*Work task*.
Nothing but the lines from the one containing "Could you please point out the wristwatch" through the one containing "Could you please point out the smartphone", both included, should be given again, each exactly as written below.

------ Input for this task ------

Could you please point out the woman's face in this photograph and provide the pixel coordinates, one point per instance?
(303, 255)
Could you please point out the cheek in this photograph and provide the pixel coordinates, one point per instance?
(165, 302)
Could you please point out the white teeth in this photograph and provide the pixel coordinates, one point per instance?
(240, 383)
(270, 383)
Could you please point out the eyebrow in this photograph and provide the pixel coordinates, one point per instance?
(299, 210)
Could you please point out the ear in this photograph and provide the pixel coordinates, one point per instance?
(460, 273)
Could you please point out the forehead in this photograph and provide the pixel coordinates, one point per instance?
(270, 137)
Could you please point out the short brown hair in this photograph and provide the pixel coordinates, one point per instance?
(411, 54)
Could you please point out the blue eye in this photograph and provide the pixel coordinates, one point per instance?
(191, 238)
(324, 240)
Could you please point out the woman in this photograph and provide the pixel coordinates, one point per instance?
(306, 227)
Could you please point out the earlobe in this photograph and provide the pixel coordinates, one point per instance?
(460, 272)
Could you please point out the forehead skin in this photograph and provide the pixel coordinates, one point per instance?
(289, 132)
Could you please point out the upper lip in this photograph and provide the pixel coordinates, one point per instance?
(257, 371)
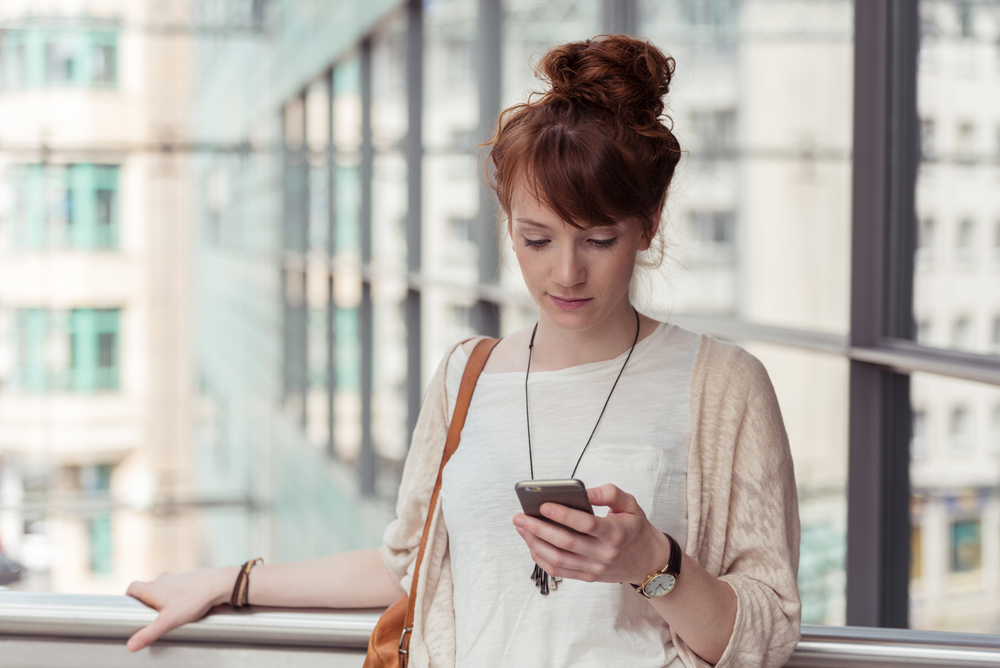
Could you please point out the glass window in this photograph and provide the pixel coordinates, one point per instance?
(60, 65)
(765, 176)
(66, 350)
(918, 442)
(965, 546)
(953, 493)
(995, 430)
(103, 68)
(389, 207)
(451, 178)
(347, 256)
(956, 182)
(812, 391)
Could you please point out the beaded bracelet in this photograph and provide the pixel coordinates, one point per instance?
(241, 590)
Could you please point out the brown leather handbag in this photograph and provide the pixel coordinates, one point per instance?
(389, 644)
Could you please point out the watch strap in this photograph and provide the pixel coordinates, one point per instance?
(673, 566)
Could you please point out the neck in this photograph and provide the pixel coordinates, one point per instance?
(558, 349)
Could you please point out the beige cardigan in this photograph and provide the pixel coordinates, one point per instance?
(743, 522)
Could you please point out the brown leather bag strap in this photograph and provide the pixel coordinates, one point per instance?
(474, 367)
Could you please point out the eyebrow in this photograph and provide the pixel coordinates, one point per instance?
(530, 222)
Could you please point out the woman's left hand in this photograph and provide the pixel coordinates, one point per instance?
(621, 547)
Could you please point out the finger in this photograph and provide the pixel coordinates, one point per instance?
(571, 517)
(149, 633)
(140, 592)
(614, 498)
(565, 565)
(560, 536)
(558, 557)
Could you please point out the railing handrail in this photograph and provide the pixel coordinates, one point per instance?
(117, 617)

------
------ Input for this task ------

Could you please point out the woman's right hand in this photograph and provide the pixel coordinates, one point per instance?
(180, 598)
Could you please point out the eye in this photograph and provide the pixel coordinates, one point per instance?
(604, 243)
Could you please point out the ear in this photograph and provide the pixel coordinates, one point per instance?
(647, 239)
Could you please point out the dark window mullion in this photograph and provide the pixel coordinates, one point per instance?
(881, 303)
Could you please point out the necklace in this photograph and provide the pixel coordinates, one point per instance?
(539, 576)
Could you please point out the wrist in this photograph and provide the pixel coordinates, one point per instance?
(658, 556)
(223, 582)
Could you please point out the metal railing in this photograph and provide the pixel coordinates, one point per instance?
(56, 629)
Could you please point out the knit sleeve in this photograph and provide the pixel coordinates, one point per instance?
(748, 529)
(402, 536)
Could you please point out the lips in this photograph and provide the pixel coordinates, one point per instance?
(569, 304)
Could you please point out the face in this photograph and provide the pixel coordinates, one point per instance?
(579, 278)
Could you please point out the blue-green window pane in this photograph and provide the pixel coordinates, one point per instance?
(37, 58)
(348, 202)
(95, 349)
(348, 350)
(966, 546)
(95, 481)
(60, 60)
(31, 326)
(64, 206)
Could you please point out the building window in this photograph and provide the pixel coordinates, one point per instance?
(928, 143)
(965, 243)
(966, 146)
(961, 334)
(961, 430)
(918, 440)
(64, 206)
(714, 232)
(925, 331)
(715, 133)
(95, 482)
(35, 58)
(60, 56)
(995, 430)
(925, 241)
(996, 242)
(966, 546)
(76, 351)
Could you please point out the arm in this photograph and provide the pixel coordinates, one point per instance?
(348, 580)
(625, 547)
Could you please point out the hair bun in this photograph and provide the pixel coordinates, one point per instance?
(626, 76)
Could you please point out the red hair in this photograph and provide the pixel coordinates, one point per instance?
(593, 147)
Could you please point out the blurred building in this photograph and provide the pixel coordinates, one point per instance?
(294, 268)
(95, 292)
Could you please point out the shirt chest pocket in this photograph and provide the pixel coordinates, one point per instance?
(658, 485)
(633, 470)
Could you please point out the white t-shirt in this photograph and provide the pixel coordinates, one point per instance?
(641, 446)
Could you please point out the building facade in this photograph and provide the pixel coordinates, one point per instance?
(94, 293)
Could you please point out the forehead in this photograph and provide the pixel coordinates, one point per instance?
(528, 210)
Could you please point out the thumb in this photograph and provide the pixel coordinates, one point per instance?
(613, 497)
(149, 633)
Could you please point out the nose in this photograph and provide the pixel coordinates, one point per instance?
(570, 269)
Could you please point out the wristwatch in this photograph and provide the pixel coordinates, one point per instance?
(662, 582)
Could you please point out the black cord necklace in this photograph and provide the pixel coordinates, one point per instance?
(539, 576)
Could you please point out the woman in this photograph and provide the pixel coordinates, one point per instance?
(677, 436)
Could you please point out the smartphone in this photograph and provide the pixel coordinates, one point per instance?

------

*Exercise answer*.
Could you please point out the wristwatch in this photograph and provide the pixel coordinates, one point per instance?
(662, 582)
Could you please point out the black cord necklace in this photograph and provide the pixel coordinates, one point per instance?
(539, 576)
Could you please point out the woman in this photograph and provide the pixel coordinates, one point per instance?
(677, 436)
Could you please point out the smartphone in this photograph and provide the pixel coordinates, one point per instance?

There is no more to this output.